[Recorded data]
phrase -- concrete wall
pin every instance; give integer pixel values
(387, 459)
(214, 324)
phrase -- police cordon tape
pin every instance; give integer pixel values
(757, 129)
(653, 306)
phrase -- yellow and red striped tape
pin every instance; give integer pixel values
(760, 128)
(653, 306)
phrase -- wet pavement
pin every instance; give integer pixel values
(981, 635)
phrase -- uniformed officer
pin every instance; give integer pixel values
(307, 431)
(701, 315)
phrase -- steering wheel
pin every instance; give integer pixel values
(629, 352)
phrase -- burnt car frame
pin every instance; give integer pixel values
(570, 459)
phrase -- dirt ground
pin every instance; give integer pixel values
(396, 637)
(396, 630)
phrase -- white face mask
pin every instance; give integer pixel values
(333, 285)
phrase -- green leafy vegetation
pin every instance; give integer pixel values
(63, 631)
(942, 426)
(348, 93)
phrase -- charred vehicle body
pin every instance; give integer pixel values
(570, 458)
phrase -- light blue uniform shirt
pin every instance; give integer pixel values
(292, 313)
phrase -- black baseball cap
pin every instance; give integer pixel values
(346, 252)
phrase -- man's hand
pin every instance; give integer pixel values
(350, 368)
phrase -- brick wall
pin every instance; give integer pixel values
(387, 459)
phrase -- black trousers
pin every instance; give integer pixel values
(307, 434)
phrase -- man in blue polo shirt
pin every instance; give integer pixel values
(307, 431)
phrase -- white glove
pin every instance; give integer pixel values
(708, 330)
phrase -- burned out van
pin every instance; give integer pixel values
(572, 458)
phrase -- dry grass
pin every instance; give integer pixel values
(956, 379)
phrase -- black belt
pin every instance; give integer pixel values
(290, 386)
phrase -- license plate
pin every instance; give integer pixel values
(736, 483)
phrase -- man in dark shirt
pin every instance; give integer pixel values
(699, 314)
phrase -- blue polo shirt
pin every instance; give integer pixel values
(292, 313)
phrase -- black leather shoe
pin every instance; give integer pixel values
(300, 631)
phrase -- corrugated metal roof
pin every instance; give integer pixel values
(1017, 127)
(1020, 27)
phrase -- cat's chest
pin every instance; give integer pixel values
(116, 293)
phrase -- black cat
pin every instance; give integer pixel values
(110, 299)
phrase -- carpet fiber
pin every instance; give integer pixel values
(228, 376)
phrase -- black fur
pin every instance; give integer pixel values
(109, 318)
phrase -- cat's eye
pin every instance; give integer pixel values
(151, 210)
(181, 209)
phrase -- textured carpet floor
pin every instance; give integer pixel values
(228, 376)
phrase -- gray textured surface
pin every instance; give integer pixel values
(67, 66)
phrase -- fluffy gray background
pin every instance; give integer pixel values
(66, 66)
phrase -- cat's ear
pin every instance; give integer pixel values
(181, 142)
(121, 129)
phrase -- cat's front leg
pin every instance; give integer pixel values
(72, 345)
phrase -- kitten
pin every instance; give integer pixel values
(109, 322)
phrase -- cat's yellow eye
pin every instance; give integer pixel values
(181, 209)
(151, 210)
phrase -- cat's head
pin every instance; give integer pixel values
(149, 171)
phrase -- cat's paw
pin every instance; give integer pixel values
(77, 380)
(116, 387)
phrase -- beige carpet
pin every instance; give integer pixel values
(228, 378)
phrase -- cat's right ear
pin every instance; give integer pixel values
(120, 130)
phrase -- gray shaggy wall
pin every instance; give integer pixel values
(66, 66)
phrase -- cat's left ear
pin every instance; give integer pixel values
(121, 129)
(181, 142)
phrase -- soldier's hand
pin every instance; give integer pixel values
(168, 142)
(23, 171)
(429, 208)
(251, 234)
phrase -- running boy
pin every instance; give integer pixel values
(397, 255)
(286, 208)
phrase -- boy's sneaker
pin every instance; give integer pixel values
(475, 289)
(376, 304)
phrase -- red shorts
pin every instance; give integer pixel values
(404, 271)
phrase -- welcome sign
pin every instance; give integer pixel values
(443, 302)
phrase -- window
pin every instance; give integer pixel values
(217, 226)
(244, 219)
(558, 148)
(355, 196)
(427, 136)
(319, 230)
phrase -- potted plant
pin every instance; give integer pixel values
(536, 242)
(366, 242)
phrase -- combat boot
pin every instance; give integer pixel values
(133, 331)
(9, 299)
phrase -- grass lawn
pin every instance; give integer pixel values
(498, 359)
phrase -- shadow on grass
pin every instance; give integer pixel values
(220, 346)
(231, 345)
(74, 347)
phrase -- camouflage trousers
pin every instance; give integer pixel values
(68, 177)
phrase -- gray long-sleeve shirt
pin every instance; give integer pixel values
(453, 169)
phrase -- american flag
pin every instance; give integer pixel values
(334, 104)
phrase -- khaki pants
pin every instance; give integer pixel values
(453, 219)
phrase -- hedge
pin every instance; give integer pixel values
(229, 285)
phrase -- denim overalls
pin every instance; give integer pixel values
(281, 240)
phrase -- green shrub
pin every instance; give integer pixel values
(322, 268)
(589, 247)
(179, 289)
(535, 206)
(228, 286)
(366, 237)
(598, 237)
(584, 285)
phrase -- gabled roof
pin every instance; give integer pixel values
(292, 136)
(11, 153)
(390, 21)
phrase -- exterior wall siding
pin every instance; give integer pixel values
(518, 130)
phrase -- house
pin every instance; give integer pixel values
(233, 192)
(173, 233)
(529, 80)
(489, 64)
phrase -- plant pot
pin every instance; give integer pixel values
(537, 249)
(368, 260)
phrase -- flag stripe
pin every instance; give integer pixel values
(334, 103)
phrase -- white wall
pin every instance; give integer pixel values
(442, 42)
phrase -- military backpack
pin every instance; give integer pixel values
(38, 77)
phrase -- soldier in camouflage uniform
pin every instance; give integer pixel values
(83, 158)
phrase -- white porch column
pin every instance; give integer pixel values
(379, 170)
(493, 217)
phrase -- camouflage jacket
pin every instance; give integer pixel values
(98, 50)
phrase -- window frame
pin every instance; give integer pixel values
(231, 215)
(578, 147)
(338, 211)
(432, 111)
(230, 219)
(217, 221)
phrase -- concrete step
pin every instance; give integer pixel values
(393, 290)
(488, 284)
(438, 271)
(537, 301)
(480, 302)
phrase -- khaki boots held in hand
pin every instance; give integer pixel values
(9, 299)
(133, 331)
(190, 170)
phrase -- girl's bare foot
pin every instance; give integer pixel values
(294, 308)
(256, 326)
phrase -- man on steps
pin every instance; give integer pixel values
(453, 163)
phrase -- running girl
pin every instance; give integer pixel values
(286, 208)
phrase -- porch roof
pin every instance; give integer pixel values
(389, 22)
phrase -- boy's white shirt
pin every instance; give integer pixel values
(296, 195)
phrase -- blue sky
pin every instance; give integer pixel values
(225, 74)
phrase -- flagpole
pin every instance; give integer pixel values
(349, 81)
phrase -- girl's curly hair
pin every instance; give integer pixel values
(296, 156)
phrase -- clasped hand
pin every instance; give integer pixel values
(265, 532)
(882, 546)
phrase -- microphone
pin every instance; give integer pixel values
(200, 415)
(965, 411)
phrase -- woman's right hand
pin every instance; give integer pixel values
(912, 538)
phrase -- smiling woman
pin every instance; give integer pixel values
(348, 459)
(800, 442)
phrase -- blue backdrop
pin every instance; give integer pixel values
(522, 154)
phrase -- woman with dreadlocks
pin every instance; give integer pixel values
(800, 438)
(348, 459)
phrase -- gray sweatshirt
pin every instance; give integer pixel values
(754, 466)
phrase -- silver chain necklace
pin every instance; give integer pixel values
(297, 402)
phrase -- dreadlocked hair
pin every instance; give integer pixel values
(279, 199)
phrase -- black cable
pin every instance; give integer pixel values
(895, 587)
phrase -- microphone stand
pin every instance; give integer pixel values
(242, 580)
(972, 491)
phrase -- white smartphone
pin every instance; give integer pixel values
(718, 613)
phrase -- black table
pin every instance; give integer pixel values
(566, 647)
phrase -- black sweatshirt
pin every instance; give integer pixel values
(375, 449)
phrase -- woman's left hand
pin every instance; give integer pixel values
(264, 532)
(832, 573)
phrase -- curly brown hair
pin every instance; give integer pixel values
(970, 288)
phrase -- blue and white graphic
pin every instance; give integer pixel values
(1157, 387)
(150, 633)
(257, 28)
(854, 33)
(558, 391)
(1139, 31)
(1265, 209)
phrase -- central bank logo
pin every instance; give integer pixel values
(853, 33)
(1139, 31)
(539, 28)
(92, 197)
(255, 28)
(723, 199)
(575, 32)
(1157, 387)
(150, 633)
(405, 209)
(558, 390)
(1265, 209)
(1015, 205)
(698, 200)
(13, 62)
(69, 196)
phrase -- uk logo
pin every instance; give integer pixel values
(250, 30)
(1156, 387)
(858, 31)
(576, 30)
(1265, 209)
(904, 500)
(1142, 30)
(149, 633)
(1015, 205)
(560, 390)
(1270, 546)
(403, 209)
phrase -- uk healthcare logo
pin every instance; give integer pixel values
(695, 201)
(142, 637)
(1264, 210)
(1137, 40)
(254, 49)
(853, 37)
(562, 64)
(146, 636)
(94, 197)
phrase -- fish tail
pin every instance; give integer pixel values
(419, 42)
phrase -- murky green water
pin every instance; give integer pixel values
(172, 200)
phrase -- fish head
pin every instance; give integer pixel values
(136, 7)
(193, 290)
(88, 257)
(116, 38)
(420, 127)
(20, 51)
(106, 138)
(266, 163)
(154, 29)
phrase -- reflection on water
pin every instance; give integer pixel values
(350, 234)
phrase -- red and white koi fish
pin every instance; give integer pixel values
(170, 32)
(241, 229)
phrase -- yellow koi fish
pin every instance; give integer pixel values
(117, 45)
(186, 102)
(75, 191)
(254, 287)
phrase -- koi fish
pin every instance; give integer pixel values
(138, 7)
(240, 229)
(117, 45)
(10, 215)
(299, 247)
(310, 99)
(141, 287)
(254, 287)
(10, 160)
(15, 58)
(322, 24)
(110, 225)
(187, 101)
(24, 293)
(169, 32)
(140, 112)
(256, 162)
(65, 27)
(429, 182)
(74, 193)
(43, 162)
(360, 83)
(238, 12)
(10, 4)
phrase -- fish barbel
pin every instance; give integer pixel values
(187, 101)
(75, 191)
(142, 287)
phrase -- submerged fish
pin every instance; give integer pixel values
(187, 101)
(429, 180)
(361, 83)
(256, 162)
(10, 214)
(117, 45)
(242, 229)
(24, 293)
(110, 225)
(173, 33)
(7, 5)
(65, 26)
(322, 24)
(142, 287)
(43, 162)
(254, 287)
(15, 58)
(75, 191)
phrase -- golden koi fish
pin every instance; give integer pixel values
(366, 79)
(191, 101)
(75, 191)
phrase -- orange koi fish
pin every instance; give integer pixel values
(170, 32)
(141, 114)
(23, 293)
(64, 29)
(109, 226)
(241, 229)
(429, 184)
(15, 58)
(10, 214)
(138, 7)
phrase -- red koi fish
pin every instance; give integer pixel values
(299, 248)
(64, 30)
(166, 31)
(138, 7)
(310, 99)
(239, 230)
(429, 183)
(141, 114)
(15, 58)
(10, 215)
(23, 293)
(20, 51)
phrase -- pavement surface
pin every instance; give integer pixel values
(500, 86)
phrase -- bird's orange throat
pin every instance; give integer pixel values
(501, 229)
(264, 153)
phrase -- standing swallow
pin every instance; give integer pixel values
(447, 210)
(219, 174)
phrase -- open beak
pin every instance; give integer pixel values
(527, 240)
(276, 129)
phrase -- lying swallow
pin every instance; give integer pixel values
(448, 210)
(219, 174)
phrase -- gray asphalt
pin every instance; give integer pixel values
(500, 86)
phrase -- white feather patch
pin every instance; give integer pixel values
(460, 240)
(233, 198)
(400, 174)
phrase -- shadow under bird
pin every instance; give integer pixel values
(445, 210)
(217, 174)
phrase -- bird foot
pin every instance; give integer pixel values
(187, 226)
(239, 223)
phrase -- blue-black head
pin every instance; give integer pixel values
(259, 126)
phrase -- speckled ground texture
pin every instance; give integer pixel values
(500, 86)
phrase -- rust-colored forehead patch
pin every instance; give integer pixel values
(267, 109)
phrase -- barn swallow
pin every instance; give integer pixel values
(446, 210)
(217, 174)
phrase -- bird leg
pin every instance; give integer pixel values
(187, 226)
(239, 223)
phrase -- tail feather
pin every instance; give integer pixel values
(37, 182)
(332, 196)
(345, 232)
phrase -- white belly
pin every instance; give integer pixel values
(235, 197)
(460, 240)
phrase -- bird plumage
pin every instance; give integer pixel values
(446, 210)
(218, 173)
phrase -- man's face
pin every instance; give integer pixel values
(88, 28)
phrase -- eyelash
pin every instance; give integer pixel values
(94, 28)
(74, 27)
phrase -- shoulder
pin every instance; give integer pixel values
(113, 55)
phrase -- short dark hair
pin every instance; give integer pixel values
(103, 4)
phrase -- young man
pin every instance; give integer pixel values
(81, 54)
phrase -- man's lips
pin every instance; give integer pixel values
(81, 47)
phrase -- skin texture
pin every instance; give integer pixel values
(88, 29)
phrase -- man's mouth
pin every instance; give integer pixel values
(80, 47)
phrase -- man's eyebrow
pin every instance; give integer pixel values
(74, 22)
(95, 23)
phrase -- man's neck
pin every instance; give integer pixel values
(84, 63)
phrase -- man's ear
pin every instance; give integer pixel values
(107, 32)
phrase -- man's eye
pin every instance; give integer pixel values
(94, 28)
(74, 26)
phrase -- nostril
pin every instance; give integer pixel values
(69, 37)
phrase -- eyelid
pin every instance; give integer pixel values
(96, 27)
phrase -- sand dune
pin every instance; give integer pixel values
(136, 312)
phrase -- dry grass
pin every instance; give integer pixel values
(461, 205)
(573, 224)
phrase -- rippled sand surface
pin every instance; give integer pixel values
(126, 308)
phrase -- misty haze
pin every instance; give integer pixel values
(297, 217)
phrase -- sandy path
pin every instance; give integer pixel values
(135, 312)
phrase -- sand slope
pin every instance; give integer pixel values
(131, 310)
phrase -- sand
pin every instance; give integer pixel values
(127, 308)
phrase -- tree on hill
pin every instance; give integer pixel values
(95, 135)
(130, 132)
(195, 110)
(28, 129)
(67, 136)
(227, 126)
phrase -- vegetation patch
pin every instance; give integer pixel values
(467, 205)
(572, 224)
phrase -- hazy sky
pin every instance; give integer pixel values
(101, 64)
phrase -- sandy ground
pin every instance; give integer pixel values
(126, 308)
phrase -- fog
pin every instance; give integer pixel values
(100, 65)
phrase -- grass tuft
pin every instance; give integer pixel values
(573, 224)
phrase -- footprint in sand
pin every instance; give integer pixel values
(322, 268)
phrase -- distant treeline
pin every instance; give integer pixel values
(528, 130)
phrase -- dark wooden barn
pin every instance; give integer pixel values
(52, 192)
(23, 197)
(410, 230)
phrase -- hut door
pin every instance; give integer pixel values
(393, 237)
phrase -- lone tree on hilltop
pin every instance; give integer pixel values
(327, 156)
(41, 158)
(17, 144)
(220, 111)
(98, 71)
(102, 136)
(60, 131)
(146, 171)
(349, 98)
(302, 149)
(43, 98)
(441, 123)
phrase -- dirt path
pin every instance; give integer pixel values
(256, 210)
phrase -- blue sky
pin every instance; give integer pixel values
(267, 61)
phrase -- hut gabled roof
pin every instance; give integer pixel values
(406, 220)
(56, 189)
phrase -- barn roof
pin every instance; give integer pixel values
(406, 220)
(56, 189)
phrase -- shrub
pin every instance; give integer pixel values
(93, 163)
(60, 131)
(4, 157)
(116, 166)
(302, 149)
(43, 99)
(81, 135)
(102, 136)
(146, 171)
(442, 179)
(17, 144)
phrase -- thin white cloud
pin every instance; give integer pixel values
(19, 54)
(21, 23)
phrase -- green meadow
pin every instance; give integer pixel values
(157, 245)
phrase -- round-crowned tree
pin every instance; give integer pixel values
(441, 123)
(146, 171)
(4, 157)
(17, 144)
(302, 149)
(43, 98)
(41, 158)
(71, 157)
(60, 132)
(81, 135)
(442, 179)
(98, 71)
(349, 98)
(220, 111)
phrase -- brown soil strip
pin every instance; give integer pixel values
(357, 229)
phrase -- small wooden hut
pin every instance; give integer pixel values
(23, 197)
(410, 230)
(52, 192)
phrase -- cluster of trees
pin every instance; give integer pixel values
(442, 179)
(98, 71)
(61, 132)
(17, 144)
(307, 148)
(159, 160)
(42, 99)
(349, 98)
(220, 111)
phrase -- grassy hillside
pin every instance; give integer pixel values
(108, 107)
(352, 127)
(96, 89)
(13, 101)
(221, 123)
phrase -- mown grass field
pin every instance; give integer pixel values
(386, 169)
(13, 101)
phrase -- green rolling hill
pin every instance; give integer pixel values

> **Written task**:
Lay out the lines of the listing as a Markdown table with the columns "Row" and "Line," starting at the line that contains "phrase -- small wooden hut" and ending at the last line of the listing. Number each row, and leave out any blank lines.

> **Result for this exercise**:
| Row | Line |
|---|---|
| 1 | phrase -- small wooden hut |
| 2 | pin every instance; give integer pixel values |
| 3 | (23, 197) |
| 4 | (410, 230) |
| 5 | (52, 192) |
| 6 | phrase -- cluster of trees |
| 7 | pin every instance; give integer pixel values |
| 8 | (442, 179) |
| 9 | (98, 71) |
| 10 | (61, 132) |
| 11 | (17, 144) |
| 12 | (307, 148) |
| 13 | (159, 160) |
| 14 | (42, 99) |
| 15 | (349, 98) |
| 16 | (220, 111) |
| 17 | phrase -- grassy hillside |
| 18 | pin every instance; give integer pixel values |
| 19 | (108, 107) |
| 20 | (352, 127) |
| 21 | (96, 89) |
| 22 | (13, 101) |
| 23 | (221, 123) |
| 24 | phrase -- mown grass field |
| 25 | pin every instance; give integer pixel values |
| 26 | (386, 169) |
| 27 | (13, 101) |
| 28 | phrase -- green rolling hill |
| 29 | pin every instance; give integer pixel values |